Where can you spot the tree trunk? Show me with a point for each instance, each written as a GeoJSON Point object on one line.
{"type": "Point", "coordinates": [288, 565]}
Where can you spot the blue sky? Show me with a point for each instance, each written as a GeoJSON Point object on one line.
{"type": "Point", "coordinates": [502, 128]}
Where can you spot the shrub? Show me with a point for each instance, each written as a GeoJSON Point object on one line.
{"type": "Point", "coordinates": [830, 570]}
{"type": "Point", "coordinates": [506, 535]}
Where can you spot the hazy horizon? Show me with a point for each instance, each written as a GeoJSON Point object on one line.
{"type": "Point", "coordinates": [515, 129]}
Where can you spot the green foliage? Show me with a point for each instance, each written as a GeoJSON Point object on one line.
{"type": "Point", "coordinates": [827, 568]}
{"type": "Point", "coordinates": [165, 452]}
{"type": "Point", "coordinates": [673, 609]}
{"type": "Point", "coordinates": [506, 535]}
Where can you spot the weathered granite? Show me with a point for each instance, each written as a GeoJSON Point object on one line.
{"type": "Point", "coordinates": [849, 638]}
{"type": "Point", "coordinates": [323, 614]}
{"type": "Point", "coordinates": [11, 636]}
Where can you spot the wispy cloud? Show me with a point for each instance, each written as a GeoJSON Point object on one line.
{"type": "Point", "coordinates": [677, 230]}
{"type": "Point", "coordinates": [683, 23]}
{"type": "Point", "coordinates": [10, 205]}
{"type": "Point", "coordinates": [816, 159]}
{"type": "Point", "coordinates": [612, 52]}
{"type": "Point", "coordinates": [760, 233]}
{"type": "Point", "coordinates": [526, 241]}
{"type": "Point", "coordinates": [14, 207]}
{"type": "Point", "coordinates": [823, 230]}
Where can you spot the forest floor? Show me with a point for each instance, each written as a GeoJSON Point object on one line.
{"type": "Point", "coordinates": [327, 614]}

WHAT YOU SHOULD DO -> Starting with the line that contains "Where can you spot the forest" and going on through the end of the entries above, rewrite each line, requests included. Scale every coordinate in the answers by 1.45 and round to whole numbers, with halves rounded up.

RESULT OF THE TASK ->
Where can you spot the forest floor? Show me with a point for each instance, each written as a GeoJSON Point object on one line.
{"type": "Point", "coordinates": [474, 890]}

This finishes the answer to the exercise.